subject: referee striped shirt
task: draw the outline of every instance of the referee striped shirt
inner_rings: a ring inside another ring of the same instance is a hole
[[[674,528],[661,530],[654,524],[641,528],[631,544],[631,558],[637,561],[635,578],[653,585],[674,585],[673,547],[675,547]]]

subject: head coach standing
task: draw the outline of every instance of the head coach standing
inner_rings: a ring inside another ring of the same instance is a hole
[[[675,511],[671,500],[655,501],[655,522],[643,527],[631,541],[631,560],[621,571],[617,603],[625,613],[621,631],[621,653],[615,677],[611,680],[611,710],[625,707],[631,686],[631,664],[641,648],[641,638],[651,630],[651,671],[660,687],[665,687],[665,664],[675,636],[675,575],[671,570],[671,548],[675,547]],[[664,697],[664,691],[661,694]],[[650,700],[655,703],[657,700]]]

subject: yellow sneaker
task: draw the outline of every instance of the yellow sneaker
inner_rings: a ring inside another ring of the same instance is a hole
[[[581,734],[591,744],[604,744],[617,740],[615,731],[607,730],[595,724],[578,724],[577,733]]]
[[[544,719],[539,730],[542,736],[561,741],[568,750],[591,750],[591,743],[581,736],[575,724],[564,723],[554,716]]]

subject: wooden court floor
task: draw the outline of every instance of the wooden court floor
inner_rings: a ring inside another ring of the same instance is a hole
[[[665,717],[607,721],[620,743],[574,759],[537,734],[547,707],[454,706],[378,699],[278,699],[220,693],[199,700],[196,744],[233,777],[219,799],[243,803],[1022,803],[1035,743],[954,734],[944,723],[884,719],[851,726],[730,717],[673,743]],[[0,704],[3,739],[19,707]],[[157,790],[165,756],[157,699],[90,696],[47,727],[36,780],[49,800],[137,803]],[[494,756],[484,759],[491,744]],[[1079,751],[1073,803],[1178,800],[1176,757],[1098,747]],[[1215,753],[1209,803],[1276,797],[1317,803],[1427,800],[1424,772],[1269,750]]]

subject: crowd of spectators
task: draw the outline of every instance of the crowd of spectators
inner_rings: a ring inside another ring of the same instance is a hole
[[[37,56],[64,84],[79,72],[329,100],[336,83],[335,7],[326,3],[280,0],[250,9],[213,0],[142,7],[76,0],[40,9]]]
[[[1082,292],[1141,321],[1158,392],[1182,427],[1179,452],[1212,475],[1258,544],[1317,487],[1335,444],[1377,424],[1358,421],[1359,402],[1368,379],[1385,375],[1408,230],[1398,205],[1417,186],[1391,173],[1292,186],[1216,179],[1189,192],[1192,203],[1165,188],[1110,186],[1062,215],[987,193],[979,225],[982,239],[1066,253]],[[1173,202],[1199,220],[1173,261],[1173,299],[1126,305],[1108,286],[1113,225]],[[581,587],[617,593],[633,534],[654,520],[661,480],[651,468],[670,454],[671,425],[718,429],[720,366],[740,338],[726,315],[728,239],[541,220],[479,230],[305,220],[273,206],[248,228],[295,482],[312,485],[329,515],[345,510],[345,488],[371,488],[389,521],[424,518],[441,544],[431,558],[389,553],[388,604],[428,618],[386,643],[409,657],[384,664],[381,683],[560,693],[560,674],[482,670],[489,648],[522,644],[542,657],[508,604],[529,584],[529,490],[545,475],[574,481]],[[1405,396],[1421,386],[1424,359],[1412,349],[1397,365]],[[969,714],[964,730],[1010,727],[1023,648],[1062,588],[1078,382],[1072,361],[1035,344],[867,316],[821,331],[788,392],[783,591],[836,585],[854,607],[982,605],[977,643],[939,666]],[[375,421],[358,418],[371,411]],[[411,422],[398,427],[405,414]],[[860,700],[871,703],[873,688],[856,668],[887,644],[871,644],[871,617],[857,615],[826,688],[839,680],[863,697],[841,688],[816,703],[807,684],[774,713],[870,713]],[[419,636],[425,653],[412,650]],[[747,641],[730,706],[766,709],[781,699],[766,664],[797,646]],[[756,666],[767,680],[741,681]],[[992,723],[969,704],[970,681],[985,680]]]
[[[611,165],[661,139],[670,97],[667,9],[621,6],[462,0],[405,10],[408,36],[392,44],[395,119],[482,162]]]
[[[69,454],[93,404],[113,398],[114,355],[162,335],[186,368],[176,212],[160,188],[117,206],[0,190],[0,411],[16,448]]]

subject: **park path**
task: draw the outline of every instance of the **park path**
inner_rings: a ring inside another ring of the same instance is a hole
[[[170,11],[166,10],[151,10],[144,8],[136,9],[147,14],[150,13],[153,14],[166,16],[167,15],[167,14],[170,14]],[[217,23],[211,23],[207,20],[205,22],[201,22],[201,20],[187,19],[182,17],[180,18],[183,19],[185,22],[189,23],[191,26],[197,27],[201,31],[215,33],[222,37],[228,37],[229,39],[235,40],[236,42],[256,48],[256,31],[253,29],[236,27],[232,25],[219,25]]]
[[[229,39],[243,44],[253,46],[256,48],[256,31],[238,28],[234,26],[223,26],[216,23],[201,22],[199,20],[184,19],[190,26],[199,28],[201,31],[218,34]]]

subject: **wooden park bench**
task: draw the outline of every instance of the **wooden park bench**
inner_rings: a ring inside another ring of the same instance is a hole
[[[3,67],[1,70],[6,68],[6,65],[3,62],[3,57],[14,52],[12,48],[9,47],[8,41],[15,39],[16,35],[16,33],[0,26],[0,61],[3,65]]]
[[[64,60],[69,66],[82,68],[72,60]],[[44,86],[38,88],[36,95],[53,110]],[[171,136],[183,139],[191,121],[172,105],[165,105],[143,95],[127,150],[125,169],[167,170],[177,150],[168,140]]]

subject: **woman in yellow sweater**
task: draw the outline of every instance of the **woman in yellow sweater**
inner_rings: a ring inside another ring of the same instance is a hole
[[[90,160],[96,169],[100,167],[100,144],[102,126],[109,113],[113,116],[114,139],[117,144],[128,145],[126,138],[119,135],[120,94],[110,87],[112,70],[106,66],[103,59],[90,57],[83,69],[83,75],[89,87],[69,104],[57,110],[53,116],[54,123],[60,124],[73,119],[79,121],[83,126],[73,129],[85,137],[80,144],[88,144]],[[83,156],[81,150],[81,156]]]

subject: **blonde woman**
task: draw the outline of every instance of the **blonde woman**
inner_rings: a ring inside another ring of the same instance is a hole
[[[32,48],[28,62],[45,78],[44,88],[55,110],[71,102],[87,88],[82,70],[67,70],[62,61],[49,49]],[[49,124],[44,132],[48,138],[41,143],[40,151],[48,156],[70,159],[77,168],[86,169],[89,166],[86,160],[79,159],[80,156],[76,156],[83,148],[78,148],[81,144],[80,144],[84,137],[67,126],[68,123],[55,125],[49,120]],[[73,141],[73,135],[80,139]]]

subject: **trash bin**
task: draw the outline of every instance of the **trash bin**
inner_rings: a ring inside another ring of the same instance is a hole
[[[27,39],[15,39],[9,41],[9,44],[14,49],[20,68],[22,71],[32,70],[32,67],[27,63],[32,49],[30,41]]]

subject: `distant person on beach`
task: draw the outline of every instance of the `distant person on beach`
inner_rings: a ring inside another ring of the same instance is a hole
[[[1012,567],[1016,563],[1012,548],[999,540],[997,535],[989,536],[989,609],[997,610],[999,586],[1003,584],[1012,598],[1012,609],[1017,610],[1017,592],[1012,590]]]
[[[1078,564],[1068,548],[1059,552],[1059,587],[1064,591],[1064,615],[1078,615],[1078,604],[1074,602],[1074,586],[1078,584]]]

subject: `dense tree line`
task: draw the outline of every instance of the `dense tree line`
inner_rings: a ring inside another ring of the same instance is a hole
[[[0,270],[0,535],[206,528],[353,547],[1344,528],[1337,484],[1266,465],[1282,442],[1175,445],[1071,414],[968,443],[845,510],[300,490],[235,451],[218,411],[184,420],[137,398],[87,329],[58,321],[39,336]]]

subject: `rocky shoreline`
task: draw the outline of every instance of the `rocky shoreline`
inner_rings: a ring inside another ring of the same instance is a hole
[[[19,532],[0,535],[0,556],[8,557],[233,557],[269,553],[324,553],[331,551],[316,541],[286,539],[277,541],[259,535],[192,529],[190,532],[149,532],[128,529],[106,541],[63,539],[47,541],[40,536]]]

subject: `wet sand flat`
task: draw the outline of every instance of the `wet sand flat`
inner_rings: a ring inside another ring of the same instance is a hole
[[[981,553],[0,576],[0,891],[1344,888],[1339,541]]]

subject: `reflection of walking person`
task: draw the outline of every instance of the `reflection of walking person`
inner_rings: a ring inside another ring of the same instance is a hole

########

TASK DESCRIPTION
Locate every line in the listing above that contains the string "floor" and copy each one in full. Matching is case-sensitive.

FINISHED EXERCISE
subject: wooden court floor
task: draw the outline of every instance of the wooden court floor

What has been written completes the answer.